--- begin ---

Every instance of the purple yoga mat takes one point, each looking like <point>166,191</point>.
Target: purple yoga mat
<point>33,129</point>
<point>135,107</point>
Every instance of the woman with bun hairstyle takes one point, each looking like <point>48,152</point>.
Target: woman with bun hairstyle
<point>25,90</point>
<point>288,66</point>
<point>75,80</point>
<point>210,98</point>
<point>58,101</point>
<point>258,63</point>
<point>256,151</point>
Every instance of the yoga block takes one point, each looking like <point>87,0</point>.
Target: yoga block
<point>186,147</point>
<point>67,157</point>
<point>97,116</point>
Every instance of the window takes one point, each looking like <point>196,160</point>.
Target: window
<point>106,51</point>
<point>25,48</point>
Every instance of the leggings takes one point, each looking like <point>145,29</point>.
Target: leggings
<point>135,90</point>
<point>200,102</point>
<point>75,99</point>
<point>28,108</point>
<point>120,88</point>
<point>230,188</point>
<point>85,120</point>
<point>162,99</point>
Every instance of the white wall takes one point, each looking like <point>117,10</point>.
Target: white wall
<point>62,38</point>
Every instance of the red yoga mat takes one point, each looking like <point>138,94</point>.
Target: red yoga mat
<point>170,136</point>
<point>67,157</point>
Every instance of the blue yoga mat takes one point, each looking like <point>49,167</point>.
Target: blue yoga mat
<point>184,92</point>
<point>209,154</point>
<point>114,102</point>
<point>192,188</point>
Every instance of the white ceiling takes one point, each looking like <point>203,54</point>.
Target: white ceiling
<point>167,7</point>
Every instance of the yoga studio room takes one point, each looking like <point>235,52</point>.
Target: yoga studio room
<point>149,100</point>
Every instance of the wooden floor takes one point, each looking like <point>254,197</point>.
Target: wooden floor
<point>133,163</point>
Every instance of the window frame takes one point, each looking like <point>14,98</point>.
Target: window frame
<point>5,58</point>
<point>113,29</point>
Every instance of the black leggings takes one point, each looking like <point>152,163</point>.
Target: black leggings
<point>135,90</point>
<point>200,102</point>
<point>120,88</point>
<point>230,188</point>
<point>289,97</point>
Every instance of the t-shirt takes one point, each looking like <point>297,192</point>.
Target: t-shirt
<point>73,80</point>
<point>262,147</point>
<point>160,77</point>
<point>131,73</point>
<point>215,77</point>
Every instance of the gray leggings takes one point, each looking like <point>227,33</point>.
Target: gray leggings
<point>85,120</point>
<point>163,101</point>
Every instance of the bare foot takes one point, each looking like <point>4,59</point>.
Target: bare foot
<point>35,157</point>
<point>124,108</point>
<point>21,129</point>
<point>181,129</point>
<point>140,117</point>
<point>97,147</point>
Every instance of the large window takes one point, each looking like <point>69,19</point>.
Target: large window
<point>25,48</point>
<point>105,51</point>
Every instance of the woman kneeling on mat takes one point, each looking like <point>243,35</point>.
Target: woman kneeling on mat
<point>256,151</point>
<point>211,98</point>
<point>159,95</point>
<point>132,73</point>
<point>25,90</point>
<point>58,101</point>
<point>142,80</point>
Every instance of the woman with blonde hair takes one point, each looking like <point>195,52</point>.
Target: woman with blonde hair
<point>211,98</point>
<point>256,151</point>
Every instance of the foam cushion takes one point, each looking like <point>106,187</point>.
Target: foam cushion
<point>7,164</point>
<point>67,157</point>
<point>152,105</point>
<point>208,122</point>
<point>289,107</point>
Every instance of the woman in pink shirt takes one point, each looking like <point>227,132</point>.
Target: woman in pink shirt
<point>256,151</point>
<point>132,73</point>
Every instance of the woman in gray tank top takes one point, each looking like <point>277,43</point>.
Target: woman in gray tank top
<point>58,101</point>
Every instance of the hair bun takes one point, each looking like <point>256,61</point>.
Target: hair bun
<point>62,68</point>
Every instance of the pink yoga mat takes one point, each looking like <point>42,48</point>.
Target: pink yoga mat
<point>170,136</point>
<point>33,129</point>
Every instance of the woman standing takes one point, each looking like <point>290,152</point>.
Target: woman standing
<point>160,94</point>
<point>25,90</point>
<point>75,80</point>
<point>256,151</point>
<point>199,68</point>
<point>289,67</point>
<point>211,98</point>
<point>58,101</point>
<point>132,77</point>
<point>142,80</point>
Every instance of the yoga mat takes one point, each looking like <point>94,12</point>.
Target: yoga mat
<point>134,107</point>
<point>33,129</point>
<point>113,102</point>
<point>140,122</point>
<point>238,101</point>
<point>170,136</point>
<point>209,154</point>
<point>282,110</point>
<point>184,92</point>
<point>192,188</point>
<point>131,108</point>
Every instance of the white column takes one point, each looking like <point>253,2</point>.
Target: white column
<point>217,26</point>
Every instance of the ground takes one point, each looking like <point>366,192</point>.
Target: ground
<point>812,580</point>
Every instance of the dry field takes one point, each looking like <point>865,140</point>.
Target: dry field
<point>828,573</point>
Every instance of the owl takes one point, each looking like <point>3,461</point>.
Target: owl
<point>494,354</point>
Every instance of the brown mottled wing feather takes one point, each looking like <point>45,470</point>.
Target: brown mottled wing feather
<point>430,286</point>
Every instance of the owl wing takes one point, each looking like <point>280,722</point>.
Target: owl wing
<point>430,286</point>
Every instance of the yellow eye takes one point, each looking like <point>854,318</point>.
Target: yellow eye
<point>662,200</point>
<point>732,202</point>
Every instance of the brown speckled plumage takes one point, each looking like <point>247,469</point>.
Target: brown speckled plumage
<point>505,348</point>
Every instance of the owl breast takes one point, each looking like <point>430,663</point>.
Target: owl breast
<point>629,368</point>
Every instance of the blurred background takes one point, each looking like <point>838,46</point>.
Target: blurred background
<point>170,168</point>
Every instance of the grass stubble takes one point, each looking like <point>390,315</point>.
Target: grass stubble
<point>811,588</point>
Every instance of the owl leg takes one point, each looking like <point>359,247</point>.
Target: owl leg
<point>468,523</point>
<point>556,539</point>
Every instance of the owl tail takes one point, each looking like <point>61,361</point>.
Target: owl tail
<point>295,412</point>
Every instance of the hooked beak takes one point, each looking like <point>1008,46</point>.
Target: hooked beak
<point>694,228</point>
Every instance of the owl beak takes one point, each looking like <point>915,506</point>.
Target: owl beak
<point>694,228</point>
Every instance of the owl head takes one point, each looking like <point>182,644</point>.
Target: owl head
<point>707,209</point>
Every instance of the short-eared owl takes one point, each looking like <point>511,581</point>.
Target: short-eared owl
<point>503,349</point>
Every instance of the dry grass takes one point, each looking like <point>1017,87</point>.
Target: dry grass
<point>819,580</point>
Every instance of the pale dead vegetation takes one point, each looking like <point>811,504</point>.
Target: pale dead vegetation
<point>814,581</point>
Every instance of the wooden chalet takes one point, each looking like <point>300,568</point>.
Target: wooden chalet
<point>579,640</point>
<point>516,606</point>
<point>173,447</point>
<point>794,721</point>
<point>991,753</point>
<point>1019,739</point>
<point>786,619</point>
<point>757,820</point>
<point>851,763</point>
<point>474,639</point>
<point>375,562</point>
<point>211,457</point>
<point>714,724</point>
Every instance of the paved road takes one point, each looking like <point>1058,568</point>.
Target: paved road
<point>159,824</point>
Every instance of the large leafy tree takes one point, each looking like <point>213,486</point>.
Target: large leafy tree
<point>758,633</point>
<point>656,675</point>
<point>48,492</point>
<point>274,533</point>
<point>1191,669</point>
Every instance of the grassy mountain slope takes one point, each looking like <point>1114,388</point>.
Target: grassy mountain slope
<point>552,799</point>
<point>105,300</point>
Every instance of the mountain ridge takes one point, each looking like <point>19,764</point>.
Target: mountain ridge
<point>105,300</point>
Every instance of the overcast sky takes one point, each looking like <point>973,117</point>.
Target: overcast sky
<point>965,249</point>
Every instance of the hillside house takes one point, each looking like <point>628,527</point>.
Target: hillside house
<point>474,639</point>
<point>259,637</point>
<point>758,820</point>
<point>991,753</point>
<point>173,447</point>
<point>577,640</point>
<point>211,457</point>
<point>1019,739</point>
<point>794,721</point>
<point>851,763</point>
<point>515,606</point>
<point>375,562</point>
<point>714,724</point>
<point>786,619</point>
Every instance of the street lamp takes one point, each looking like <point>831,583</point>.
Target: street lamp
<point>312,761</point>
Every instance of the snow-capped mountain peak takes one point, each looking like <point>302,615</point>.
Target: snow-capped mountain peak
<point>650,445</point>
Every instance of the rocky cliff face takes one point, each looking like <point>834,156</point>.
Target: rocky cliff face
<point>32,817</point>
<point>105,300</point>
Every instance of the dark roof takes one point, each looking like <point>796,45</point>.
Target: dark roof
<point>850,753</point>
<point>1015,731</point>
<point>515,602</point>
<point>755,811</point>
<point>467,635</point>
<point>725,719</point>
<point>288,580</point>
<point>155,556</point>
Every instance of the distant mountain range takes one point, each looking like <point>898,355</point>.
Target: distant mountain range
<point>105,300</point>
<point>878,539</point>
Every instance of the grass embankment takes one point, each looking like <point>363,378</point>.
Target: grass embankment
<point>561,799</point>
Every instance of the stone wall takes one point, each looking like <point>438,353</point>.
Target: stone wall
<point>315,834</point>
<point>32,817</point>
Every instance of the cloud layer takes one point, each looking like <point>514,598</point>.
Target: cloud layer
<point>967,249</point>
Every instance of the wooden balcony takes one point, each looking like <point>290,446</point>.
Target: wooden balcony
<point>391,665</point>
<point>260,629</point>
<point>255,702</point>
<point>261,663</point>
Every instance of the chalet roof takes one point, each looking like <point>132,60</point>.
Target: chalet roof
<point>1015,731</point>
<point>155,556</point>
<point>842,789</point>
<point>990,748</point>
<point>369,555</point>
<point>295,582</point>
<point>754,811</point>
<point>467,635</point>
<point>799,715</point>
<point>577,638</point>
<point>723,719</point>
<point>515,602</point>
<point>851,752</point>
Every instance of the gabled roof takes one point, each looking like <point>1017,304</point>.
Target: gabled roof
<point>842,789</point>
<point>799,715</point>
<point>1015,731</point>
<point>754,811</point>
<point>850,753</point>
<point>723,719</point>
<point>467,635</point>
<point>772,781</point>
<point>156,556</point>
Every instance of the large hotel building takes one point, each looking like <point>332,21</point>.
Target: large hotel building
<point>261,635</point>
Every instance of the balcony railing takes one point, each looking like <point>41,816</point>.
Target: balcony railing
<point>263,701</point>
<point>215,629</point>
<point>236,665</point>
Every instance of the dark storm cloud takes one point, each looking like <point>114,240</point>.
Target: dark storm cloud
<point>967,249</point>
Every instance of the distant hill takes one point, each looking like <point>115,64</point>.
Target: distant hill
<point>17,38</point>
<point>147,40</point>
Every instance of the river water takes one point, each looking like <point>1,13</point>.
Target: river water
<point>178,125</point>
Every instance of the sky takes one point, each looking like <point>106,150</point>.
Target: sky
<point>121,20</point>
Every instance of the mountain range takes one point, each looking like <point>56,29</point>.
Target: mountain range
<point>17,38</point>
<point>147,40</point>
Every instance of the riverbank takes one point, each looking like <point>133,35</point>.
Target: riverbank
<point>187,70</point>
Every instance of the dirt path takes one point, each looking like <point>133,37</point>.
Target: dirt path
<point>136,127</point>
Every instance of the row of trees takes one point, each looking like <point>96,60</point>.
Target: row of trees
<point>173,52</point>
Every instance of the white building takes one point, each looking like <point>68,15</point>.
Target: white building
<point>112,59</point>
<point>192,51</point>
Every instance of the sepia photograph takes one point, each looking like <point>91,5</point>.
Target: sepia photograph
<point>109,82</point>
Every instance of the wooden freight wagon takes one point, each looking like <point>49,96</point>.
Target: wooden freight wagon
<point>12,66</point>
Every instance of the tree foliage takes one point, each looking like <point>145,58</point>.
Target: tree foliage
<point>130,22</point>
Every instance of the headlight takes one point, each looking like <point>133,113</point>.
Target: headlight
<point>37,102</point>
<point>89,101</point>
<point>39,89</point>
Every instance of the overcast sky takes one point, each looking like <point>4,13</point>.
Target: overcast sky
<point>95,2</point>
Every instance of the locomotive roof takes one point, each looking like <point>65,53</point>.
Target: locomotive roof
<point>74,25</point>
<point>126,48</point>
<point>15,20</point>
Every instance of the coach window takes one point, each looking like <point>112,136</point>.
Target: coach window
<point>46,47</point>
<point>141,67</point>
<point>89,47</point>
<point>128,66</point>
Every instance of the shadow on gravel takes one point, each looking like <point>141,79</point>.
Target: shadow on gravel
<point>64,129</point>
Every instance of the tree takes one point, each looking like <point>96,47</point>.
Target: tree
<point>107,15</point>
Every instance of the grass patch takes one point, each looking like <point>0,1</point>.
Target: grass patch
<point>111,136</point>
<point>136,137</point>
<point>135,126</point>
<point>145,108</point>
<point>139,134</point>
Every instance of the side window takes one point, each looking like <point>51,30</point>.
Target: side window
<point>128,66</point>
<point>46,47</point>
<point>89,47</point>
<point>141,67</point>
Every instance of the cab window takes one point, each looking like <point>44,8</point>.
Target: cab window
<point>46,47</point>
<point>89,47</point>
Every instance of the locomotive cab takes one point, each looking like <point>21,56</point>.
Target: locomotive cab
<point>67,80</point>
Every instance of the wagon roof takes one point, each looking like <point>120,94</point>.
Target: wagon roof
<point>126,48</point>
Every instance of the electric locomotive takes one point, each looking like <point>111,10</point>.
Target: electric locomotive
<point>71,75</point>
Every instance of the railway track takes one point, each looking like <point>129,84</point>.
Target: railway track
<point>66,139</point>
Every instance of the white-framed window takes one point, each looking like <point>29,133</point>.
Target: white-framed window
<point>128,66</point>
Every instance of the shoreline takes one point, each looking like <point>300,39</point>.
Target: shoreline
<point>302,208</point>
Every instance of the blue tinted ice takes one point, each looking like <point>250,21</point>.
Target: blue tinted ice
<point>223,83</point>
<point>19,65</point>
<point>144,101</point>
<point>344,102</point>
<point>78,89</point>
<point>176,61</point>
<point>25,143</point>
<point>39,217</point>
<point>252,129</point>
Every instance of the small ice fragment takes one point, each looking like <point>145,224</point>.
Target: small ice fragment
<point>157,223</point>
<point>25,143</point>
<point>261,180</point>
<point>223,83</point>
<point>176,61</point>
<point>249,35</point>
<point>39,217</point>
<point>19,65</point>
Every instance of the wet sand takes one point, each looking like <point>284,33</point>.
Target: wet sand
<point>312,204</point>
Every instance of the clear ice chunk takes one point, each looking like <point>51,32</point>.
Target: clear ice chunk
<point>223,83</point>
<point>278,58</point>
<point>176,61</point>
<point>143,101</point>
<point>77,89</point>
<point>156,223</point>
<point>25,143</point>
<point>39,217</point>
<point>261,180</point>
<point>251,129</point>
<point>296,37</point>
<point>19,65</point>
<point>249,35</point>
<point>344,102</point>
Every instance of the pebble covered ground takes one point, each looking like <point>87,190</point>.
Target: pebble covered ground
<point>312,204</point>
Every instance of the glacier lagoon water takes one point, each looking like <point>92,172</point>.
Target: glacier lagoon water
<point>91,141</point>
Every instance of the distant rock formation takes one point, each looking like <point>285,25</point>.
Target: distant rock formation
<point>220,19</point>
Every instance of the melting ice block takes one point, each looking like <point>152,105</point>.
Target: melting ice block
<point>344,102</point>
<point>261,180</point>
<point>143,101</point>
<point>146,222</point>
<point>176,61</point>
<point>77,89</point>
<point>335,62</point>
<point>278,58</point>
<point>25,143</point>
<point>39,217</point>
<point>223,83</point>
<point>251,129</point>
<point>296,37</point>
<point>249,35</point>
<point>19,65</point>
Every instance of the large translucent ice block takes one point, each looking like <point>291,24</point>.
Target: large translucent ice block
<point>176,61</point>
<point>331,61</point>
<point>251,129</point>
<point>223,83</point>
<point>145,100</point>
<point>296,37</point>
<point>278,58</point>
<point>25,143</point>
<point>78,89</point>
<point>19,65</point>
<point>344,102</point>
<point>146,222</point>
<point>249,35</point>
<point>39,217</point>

--- end ---

Please rename "grass patch" to "turf patch" in the data, starting at the line that has "Every instance of the shadow" and stopping after the line that has "<point>139,134</point>", with both of those lines included. Return only those lines, with everything else unchanged.

> [COMPLETE ANSWER]
Every instance of the shadow on gravel takes one point, each looking like <point>141,79</point>.
Target: shadow on gravel
<point>64,129</point>
Every instance of the tree takes one point, each looking like <point>96,47</point>.
Target: tree
<point>107,15</point>
Every instance of the turf patch takes one point, each looking like <point>0,1</point>.
Target: turf patch
<point>111,136</point>
<point>136,137</point>
<point>135,126</point>
<point>145,108</point>
<point>139,134</point>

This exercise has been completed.